____ RECORDS TO USE

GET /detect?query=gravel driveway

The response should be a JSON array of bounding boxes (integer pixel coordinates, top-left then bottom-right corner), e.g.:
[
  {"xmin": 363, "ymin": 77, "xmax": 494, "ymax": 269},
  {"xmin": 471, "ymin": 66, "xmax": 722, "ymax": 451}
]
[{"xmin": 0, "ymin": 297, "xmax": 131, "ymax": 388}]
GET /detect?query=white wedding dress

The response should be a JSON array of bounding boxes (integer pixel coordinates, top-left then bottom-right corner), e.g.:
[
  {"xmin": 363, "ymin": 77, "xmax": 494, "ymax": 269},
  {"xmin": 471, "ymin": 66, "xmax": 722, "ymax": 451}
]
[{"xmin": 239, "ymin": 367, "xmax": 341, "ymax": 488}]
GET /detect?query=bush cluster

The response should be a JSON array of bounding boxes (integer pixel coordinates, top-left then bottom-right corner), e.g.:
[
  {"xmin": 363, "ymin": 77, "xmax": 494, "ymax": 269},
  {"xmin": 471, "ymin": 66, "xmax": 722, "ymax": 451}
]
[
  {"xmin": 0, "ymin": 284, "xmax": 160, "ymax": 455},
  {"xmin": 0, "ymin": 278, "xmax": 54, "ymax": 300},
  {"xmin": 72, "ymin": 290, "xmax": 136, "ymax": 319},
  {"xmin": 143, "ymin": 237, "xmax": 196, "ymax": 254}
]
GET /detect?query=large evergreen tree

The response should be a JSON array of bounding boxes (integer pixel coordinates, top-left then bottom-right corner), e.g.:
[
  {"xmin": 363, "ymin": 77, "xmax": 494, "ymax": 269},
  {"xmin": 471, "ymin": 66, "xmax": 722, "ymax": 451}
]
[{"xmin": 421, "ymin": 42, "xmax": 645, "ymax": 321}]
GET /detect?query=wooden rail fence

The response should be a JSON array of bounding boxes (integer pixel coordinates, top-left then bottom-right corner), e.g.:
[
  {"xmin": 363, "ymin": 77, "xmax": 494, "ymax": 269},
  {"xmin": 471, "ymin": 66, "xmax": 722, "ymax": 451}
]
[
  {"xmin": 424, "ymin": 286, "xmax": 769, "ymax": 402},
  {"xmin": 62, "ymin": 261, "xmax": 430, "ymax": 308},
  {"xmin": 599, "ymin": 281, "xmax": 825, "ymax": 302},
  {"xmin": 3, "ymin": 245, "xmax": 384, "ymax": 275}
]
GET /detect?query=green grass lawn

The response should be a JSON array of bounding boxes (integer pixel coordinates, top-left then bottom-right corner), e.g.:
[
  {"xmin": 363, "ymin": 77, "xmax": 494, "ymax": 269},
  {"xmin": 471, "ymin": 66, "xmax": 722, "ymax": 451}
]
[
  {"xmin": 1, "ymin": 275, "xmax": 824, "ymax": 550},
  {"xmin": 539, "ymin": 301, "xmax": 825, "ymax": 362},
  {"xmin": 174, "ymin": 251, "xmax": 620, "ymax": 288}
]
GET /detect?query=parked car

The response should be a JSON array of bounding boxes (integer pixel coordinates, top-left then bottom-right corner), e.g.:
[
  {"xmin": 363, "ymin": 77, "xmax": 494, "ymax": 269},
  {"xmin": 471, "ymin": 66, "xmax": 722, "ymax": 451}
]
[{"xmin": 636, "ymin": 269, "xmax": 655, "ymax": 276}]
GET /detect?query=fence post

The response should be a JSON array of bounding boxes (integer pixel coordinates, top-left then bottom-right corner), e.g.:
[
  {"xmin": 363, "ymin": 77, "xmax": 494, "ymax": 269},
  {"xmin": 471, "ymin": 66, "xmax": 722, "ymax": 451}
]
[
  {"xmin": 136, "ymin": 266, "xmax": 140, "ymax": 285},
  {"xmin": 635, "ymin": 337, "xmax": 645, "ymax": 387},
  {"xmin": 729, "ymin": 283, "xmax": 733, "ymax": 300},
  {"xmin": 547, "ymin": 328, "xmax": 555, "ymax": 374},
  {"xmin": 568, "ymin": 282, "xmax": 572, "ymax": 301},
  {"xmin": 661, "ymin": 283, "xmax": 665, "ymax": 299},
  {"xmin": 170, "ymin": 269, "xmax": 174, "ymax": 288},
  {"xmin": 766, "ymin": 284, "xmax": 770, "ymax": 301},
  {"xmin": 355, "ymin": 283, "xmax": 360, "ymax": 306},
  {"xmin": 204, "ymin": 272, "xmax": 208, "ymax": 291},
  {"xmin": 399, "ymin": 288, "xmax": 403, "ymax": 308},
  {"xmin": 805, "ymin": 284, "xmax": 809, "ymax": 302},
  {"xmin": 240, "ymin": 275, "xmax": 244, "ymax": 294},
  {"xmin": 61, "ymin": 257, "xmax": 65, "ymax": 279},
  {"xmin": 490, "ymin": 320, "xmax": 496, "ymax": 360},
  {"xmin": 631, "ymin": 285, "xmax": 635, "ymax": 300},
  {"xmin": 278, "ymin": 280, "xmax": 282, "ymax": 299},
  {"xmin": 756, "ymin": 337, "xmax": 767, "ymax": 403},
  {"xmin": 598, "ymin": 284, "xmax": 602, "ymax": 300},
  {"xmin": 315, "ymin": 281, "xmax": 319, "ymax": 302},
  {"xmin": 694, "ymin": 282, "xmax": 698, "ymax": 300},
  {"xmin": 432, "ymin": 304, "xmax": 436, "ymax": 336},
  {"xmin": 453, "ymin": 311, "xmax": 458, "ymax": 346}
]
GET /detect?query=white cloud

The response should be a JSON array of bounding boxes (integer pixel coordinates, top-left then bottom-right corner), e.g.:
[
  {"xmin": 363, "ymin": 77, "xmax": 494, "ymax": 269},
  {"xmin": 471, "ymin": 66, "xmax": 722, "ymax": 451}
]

________

== EXERCISE ==
Retype the whole listing exactly.

== RESULT OF THIS EXERCISE ==
GET /detect?query=gravel driveway

The response should be a JSON array of bounding boxes (integer pixel coordinates, top-left then bottom-right corner), e.g.:
[
  {"xmin": 363, "ymin": 77, "xmax": 494, "ymax": 269},
  {"xmin": 471, "ymin": 66, "xmax": 722, "ymax": 451}
]
[{"xmin": 0, "ymin": 297, "xmax": 131, "ymax": 388}]
GET /detect?query=white wedding dress

The response should be a JSON array of bounding boxes (integer pixel coordinates, top-left then bottom-right corner), e.g.:
[
  {"xmin": 363, "ymin": 77, "xmax": 494, "ymax": 269},
  {"xmin": 471, "ymin": 66, "xmax": 722, "ymax": 451}
]
[{"xmin": 239, "ymin": 367, "xmax": 341, "ymax": 488}]
GET /detect?query=bush cluster

The response should be a JSON array of bounding boxes (integer pixel coordinates, top-left then bottom-right corner), e.g.:
[
  {"xmin": 363, "ymin": 77, "xmax": 494, "ymax": 269},
  {"xmin": 471, "ymin": 66, "xmax": 722, "ymax": 451}
]
[
  {"xmin": 0, "ymin": 284, "xmax": 160, "ymax": 455},
  {"xmin": 0, "ymin": 278, "xmax": 54, "ymax": 300},
  {"xmin": 72, "ymin": 290, "xmax": 136, "ymax": 319},
  {"xmin": 143, "ymin": 237, "xmax": 196, "ymax": 254}
]
GET /detect?query=large evergreen tree

The response should be a JSON array of bounding boxes (integer pixel coordinates, top-left then bottom-right corner), e.g.:
[
  {"xmin": 363, "ymin": 77, "xmax": 494, "ymax": 269},
  {"xmin": 471, "ymin": 66, "xmax": 722, "ymax": 451}
]
[{"xmin": 421, "ymin": 42, "xmax": 645, "ymax": 321}]
GET /detect?query=wooden rail fence

The response should be a JSON array of bounding boxes (integer pixel coordinates, top-left then bottom-right corner), e.g.:
[
  {"xmin": 363, "ymin": 77, "xmax": 494, "ymax": 269},
  {"xmin": 471, "ymin": 66, "xmax": 722, "ymax": 451}
]
[
  {"xmin": 424, "ymin": 286, "xmax": 769, "ymax": 402},
  {"xmin": 62, "ymin": 261, "xmax": 430, "ymax": 308},
  {"xmin": 599, "ymin": 281, "xmax": 825, "ymax": 302},
  {"xmin": 3, "ymin": 245, "xmax": 384, "ymax": 275}
]
GET /detect?query=green grass lawn

The response should be a JSON array of bounding boxes (integer pixel coordinates, top-left then bottom-right corner), e.g.:
[
  {"xmin": 363, "ymin": 77, "xmax": 494, "ymax": 269},
  {"xmin": 471, "ymin": 66, "xmax": 722, "ymax": 451}
]
[
  {"xmin": 1, "ymin": 275, "xmax": 824, "ymax": 550},
  {"xmin": 539, "ymin": 301, "xmax": 825, "ymax": 362},
  {"xmin": 174, "ymin": 251, "xmax": 620, "ymax": 288}
]
GET /detect?query=parked car

The response should be a JSON array of bounding boxes (integer pixel coordinates, top-left then bottom-right corner), e.g.:
[
  {"xmin": 363, "ymin": 77, "xmax": 494, "ymax": 269},
  {"xmin": 471, "ymin": 66, "xmax": 722, "ymax": 451}
]
[{"xmin": 636, "ymin": 269, "xmax": 655, "ymax": 276}]
GET /detect?query=fence post

The response should be a JSON array of bounding boxes (integer pixel coordinates, top-left then bottom-right corner), e.g.:
[
  {"xmin": 363, "ymin": 77, "xmax": 494, "ymax": 269},
  {"xmin": 471, "ymin": 66, "xmax": 722, "ymax": 451}
]
[
  {"xmin": 136, "ymin": 266, "xmax": 140, "ymax": 285},
  {"xmin": 635, "ymin": 337, "xmax": 645, "ymax": 387},
  {"xmin": 729, "ymin": 283, "xmax": 733, "ymax": 300},
  {"xmin": 547, "ymin": 328, "xmax": 555, "ymax": 374},
  {"xmin": 568, "ymin": 282, "xmax": 572, "ymax": 301},
  {"xmin": 661, "ymin": 283, "xmax": 665, "ymax": 299},
  {"xmin": 170, "ymin": 269, "xmax": 174, "ymax": 288},
  {"xmin": 766, "ymin": 284, "xmax": 770, "ymax": 301},
  {"xmin": 355, "ymin": 283, "xmax": 360, "ymax": 306},
  {"xmin": 204, "ymin": 272, "xmax": 208, "ymax": 291},
  {"xmin": 399, "ymin": 288, "xmax": 403, "ymax": 308},
  {"xmin": 805, "ymin": 284, "xmax": 809, "ymax": 302},
  {"xmin": 240, "ymin": 275, "xmax": 244, "ymax": 294},
  {"xmin": 61, "ymin": 257, "xmax": 65, "ymax": 279},
  {"xmin": 490, "ymin": 320, "xmax": 496, "ymax": 360},
  {"xmin": 631, "ymin": 285, "xmax": 635, "ymax": 300},
  {"xmin": 278, "ymin": 280, "xmax": 282, "ymax": 299},
  {"xmin": 756, "ymin": 337, "xmax": 767, "ymax": 403},
  {"xmin": 598, "ymin": 284, "xmax": 602, "ymax": 300},
  {"xmin": 315, "ymin": 281, "xmax": 319, "ymax": 302},
  {"xmin": 694, "ymin": 282, "xmax": 698, "ymax": 300},
  {"xmin": 432, "ymin": 304, "xmax": 436, "ymax": 336},
  {"xmin": 453, "ymin": 311, "xmax": 458, "ymax": 346}
]
GET /detect?query=white cloud

The response should be a JSON array of bounding boxes (integer pixel coordinates, top-left then bottom-right corner), e.g.:
[
  {"xmin": 363, "ymin": 77, "xmax": 494, "ymax": 269},
  {"xmin": 471, "ymin": 66, "xmax": 722, "ymax": 451}
]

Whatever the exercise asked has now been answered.